# Tito wants Fedor



## Darkwraith (Jun 4, 2008)

> One time UFC poster boy Tito Ortiz hasn't fought in more than a year. And it's been nearly three years since he last won a fight.
> 
> 
> 
> ...



http://www.mmaweekly.com/absolutenm/templates/dailynews.asp?articleid=9087&zoneid=13


Thoughts?


----------



## Gluteal Cleft (May 12, 2007)

Tito is an attention-whore, he does it to hype fights and bring in money. He's over the hill, washed up, and wants one last big paycheck, so he's trying to use Fedor to get it.

I think that at this point, Tito is becoming what Ken Shamrock became.... a punching bag that will let anyone beat them up for a paycheck.


----------



## Two-Three (Jun 9, 2009)

Wow, I think Tito might have completely lost his mind. Eventhough this will most likely never happen, this could be worse than the tim sylvia fight.


----------



## CornbreadBB (Jul 31, 2008)

Tito wants a lot of shit....oh, he wants Fedor? Oh, that gives him more publicity? You gotta hand it to the dude, he's not stupid, but everyone knows that Fedor would wreck him....wait he's a wrestler that takes people down....Fedor has never fought anyone like that! Bahahah, Tito PLEASEEEE go away!! PLEASSEEE! Not even for my sake, it's just embarassing at this point.


----------



## daitrong (May 27, 2007)

Tito is in for a big surprise when he loses his warm-up fight.


----------



## Xerxes (Aug 14, 2008)

> _ENTRIES SUPPLIED_
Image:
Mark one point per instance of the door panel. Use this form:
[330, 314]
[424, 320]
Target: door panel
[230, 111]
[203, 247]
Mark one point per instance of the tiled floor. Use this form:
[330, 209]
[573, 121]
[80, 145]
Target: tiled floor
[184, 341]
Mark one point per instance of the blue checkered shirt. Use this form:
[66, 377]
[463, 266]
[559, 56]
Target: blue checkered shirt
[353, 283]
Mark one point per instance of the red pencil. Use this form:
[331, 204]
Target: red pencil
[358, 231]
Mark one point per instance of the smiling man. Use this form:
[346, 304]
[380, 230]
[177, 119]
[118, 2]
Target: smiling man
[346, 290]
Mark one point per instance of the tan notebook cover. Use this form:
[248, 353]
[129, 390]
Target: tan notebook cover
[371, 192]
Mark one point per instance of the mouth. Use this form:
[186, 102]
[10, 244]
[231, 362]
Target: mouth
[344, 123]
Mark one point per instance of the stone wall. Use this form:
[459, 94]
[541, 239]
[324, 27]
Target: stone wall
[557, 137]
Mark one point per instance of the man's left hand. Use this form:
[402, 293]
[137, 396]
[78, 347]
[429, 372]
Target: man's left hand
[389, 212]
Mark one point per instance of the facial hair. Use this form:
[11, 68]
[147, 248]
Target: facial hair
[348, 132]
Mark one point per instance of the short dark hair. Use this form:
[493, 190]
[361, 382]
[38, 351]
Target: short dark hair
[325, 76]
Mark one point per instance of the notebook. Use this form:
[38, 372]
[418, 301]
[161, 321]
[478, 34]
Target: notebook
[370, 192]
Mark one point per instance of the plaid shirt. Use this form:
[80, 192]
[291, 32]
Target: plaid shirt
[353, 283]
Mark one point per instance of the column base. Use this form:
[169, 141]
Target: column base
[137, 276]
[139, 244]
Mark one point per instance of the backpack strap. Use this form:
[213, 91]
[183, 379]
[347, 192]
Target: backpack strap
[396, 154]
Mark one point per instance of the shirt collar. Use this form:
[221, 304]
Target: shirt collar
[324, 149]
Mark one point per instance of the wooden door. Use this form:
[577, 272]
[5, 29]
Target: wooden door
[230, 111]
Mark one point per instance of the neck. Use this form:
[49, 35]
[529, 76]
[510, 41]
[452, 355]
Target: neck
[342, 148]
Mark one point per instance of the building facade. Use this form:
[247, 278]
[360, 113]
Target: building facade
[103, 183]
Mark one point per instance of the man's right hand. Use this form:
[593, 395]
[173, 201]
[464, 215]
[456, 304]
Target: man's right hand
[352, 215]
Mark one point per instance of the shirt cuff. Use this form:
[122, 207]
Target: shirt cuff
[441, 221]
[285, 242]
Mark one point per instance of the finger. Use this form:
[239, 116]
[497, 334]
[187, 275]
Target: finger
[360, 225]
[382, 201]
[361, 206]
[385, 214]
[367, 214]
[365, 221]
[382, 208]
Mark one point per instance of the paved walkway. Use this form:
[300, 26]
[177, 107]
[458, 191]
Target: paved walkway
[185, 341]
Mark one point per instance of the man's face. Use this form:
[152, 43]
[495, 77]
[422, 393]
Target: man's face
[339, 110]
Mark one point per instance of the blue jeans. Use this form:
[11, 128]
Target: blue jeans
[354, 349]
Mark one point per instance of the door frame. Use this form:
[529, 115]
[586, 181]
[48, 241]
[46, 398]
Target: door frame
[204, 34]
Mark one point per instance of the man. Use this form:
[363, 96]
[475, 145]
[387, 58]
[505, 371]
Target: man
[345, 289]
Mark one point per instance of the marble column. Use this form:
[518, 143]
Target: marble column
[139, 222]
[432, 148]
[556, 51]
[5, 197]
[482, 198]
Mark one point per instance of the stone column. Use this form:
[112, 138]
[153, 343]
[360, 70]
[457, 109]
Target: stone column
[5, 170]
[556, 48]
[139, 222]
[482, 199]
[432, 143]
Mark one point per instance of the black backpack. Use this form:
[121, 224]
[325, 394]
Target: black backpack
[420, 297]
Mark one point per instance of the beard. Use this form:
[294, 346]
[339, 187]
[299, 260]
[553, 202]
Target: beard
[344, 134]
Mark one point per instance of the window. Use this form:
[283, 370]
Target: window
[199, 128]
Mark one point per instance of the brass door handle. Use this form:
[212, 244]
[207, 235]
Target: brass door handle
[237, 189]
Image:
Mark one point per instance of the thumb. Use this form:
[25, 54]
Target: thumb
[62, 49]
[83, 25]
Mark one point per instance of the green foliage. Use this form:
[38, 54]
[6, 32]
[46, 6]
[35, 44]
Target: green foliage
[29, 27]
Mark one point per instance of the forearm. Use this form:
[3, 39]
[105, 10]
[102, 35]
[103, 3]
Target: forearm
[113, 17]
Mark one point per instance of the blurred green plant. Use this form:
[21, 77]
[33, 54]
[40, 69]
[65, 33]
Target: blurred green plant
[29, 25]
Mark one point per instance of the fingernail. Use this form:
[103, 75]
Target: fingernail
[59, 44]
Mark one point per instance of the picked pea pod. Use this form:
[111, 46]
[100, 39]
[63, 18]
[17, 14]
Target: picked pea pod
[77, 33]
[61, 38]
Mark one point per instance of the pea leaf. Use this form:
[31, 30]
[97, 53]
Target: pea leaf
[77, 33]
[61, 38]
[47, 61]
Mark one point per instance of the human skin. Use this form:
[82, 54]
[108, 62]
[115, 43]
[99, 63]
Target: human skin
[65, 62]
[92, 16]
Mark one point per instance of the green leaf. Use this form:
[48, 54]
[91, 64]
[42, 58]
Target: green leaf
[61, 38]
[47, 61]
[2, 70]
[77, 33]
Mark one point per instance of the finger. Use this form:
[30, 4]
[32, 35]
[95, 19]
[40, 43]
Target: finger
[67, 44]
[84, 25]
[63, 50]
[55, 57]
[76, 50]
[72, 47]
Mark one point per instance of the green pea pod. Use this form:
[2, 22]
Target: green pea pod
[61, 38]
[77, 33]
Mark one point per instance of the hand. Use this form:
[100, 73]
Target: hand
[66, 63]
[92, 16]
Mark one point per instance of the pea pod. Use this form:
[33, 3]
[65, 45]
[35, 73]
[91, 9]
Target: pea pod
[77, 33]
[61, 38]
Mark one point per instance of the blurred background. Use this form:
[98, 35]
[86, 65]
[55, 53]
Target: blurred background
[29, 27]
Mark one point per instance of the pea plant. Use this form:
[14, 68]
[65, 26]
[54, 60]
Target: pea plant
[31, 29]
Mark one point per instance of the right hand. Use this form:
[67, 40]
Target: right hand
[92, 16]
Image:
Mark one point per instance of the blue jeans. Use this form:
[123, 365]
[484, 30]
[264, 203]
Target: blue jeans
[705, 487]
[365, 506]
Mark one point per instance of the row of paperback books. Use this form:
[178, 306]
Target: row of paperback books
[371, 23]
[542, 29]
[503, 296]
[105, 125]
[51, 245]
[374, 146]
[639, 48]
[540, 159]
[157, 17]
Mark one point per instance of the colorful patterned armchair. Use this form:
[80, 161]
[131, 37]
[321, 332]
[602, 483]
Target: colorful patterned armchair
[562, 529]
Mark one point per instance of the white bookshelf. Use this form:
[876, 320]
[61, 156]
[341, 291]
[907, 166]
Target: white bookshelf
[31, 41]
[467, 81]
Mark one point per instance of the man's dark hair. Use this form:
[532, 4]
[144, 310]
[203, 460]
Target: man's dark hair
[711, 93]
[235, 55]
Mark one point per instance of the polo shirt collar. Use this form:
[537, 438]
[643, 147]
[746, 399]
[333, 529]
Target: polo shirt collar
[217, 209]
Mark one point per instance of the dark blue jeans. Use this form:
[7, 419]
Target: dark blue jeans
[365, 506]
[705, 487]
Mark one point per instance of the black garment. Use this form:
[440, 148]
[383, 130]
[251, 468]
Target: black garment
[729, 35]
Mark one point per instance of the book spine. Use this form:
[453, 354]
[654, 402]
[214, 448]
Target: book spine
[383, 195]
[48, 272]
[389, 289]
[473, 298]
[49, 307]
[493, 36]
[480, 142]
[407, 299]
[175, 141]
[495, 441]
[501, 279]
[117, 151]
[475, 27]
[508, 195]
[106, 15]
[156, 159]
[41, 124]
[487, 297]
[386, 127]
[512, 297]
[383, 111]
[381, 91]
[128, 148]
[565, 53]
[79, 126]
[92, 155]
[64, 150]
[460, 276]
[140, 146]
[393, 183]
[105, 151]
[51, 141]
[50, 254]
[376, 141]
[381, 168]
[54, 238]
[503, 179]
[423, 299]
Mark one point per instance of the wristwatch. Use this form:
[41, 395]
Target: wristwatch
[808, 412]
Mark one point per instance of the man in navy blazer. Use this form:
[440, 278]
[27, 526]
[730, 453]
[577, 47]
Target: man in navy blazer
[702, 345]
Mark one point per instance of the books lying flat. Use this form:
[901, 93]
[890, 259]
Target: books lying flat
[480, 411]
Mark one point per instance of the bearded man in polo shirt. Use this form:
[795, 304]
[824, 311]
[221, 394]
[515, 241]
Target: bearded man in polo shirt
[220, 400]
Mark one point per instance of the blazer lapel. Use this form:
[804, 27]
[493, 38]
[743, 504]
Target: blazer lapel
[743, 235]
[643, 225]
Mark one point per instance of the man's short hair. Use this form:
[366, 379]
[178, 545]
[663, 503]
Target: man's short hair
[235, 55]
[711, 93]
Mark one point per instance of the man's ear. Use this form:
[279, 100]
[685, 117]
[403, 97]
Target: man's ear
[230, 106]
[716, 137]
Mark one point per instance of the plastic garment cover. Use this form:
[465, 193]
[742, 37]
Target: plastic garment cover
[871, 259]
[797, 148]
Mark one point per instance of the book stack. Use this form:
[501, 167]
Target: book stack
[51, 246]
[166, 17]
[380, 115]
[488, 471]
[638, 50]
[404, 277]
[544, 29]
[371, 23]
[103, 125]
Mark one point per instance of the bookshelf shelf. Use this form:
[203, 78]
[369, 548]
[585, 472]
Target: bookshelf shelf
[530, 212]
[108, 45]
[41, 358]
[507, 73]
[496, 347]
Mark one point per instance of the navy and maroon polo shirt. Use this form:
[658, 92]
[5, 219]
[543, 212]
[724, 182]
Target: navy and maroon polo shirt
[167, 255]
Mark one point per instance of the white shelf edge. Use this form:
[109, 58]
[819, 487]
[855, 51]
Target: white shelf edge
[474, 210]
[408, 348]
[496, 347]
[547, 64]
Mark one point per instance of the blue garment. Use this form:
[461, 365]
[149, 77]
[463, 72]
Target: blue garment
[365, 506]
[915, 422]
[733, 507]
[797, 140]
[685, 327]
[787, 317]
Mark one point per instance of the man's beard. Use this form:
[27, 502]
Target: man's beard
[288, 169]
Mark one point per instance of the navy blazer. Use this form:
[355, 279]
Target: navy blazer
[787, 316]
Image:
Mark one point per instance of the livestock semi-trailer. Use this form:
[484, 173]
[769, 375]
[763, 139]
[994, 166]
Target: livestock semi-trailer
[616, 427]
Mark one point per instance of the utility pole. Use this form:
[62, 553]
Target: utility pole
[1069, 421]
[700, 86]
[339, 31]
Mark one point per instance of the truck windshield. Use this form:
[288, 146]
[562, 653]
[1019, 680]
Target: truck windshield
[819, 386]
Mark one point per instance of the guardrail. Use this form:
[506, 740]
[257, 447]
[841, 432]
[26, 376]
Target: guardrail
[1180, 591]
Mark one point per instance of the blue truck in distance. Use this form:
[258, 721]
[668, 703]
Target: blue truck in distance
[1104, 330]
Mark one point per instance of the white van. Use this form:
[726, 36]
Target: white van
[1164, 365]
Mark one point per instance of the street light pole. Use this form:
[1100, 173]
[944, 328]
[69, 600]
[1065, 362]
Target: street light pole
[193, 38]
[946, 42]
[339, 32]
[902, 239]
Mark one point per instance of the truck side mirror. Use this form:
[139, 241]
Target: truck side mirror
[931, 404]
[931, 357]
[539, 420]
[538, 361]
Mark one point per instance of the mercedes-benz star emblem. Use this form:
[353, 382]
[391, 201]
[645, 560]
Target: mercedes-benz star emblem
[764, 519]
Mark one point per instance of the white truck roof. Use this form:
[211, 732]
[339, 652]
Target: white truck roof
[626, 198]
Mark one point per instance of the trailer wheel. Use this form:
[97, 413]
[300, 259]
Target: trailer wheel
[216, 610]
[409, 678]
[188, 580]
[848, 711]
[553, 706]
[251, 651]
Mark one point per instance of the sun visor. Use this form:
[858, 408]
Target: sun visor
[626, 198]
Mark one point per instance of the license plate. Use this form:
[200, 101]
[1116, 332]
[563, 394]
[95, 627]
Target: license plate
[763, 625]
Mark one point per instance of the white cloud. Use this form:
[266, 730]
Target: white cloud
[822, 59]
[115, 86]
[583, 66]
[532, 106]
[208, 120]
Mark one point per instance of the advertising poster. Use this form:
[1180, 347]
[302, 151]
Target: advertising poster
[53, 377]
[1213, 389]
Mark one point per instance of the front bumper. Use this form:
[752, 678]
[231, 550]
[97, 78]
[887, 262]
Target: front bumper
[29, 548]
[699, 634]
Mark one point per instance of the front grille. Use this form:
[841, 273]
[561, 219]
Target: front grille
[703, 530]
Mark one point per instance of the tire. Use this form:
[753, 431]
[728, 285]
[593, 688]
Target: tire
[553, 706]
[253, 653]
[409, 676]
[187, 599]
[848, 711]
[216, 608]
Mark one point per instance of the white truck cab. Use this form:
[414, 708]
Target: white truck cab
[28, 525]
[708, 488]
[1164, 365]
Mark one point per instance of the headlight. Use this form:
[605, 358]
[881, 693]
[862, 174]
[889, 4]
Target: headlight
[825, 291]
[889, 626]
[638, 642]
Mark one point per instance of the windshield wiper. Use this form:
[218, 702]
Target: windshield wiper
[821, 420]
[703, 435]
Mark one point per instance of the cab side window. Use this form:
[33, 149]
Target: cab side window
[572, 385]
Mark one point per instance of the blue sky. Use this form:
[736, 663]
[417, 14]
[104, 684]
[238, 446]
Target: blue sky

> _REQUIRED ACTIONS_
[1] According to the quoted article in the thread about Tito wanting Fedor, how long has it been since Tito Ortiz last won a fight?
[2] Continue the forum thread about Tito wanting Fedor from the point where it stops.

> _EXPECTED RESPONSES_
[1] Nearly three years.

[2]
Fedor via Fedorism.


----------



## D.P. (Oct 8, 2008)

No he doesn't.


----------



## Darkwraith (Jun 4, 2008)

daitrong said:


> Tito is in for a big surprise when he loses his warm-up fight.


Lol true oh so true. All these post sum up exactly how I felt when I read this article...I was like "WTF!? Is he out of his friggin mind!?!"


----------



## ROCKBASS03 (Jul 27, 2006)

WOW....4 fights within 9-10 months with one warmup, assuming he's expecting 2 top tier fights, then a fight with Fedor? I think he missed his calling as a comedian. :sarcastic12:

Would Strikeforce, Showtime, AND CBS really gain enough off of Tito alone to make it worth trying to beat out the UFC's offer? I mean if it would take 3 entities to make a better offer than the UFC, wouldn't it just be wise to go to the UFC and fight top 205'ers? OR wait, he doesn't really want the top guys in the division does he? :confused02: Tito alone doesn't bring in the cash. He needs another TOP name to make the money. With the exception of Ken, it took someone else to bring in the viewers. I'm interested to see how it all unfolds. I'd like to hear the real stories though, not just the lopsided Tito versions.


----------



## joshua7789 (Apr 25, 2009)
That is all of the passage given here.